(Dataset records)
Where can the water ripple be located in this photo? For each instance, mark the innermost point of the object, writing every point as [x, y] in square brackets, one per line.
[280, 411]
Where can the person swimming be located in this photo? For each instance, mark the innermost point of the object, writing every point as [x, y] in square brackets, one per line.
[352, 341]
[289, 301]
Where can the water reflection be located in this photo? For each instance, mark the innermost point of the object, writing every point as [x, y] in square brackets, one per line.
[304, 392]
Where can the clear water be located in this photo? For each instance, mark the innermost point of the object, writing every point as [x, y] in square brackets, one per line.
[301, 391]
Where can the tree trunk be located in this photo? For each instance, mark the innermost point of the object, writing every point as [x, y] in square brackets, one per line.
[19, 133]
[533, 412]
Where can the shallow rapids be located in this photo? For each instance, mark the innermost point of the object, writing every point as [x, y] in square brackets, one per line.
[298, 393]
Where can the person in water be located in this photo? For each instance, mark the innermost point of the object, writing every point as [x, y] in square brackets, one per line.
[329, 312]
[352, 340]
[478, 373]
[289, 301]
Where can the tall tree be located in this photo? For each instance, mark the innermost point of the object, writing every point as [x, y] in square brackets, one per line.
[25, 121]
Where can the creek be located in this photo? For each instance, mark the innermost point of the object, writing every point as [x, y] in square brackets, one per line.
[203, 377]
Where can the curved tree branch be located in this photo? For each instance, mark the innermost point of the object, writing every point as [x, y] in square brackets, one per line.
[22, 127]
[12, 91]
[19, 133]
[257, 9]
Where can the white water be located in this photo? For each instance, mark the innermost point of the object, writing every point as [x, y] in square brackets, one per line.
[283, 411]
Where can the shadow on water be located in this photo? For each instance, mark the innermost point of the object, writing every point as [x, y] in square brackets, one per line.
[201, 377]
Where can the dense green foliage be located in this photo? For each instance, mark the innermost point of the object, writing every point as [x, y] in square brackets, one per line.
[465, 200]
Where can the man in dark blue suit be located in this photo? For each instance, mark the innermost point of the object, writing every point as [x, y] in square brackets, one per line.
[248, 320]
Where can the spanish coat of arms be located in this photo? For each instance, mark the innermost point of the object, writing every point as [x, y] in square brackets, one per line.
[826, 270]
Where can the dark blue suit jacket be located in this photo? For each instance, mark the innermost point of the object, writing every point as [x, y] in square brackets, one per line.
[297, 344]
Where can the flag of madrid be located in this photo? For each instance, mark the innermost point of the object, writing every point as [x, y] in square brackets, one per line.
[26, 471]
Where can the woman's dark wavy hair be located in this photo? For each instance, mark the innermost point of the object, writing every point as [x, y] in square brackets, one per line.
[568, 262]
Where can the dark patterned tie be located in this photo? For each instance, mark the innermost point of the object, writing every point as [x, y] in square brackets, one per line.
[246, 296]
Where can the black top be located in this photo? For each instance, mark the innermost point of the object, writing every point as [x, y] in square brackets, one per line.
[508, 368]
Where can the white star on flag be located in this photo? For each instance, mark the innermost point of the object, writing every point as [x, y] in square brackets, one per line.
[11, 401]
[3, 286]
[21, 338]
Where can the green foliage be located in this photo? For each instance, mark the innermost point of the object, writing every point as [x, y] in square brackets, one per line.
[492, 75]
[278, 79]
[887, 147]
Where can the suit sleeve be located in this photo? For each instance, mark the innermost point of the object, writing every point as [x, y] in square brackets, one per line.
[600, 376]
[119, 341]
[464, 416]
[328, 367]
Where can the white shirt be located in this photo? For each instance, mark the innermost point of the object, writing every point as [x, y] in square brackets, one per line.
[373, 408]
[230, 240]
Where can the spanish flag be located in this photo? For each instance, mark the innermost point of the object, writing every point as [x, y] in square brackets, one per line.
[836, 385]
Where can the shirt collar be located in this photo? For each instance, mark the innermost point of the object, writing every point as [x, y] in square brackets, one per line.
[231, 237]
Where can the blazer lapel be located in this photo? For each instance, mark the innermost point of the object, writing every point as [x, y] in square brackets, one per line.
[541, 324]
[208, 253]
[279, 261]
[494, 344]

- _Your task_
Transcribe every record above so that nothing differs from the original.

- _Worked solution_
Where can the water ripple be located in this photo? For each instance, mark the innermost point of the object, writing every point as [x, y] in square brackets, one per line.
[280, 411]
Where can the person swimming be located in this photo? For each instance, mark the innermost point of the object, writing every point as [x, y] in square brackets, one per line.
[352, 341]
[289, 301]
Where can the water reflection be located in this photo? For each instance, mark the innermost point of the object, writing every point as [x, y] in square brackets, one per line.
[304, 392]
Where can the clear water be located in this photo? For each instance, mark the innermost point of the object, writing every point as [x, y] in square brackets, one per line.
[301, 391]
Where can the tree trunk be located in this photo? For each instance, mark the innermost point of the object, writing every point as [x, y] in square brackets, one per line.
[19, 133]
[533, 412]
Where can the shallow rapids be located in this photo? For each instance, mark the innermost point of the object, writing every point as [x, y] in square brackets, one per line.
[298, 393]
Where can the person in water be located in this photo? For each instance, mark the innermost point of the object, writing every point as [x, y] in square brackets, one per line.
[329, 312]
[352, 340]
[478, 373]
[289, 301]
Where can the tall tree be located in this photo? For each instance, mark the innermost point of the object, writing every point as [x, y] in square brackets, one per line.
[25, 121]
Where can the creek be located in this photo? For each instance, mark the innermost point of the object, writing every point as [x, y] in square brackets, one per line.
[203, 377]
Where can the curved tree branch be located in this photo? For each instance, mark the innermost point of the object, writing every point as [x, y] in square brackets, one per line.
[22, 127]
[12, 91]
[19, 133]
[257, 9]
Where can the white water be located in this photo? For each instance, mark the innermost point of the object, writing every point as [x, y] in square brackets, one per line.
[283, 411]
Where can the shadow on water be located in this photo? For each instance, mark the innermost point of the object, writing every point as [x, y] in square brackets, one per line.
[201, 377]
Where can the dense green foliage be located in this photo? For each instance, mark the innermost point of the object, writing every point as [x, y] in square brackets, one per line.
[465, 200]
Where can the man in dark blue suit be located in this photo? For each instance, mark the innermost point of the object, writing every point as [x, y] in square brackets, one per line.
[248, 320]
Where can the spanish coat of arms be located in this photo? For each instance, mark the innermost point of the object, writing every point as [x, y] in square brackets, one per line.
[826, 270]
Where can the dark blue suit jacket be located in this photo? For each instance, mark the innermost point of the object, writing every point as [x, y] in square brackets, one per line.
[297, 344]
Where can the flag of madrid be located in this photo? For each instance, mark the innermost point of the object, writing every point as [x, y] in square brackets, one per line.
[26, 471]
Where can the woman's dark wavy hair be located in this photo? For each instance, mark the innermost point of the object, writing every point as [x, y] in square brackets, one per line.
[568, 262]
Where can the dark patterned tie be located in this photo? For each instance, mark the innermost point of the object, writing every point as [x, y] in square brackets, one per line.
[246, 296]
Where can the black top be located in this photo? For each instance, mark the innermost point of the object, writing every point as [x, y] in square brackets, one per line.
[508, 368]
Where can the white star on flag be located in this photo? For each instance, mark the innermost point of the object, writing every point as [x, y] in square brackets, one per line.
[11, 401]
[3, 286]
[21, 338]
Where can the green foliage be located in this photo? For each instance, mark the innermost point of the object, writing every point as [x, y] in square brackets, one per line.
[492, 75]
[278, 79]
[887, 147]
Where can the suit sleeve be located in this photo? For each instance, mark the innermost point of the object, writing every point as [x, y] in square brackets, one per line.
[600, 376]
[119, 341]
[464, 416]
[328, 367]
Where can the white shirt be located in this photo? For each instance, mark the innermost point of the object, writing every point as [x, y] in square brackets, one per line.
[373, 408]
[230, 240]
Where can the spanish flag be located in this photo? For each instance, mark the innermost point of the object, writing every point as [x, y] in square brackets, one per line.
[836, 385]
Where can the shirt collar be located in this photo? For each instance, mark the innermost point of the object, writing every point as [x, y] in square brackets, one per line.
[231, 237]
Where can the blazer lapel be located in this photo? For each instance, mark the innermost point of the object, writing every point as [x, y] in square brackets, one per line.
[541, 324]
[208, 253]
[279, 261]
[494, 344]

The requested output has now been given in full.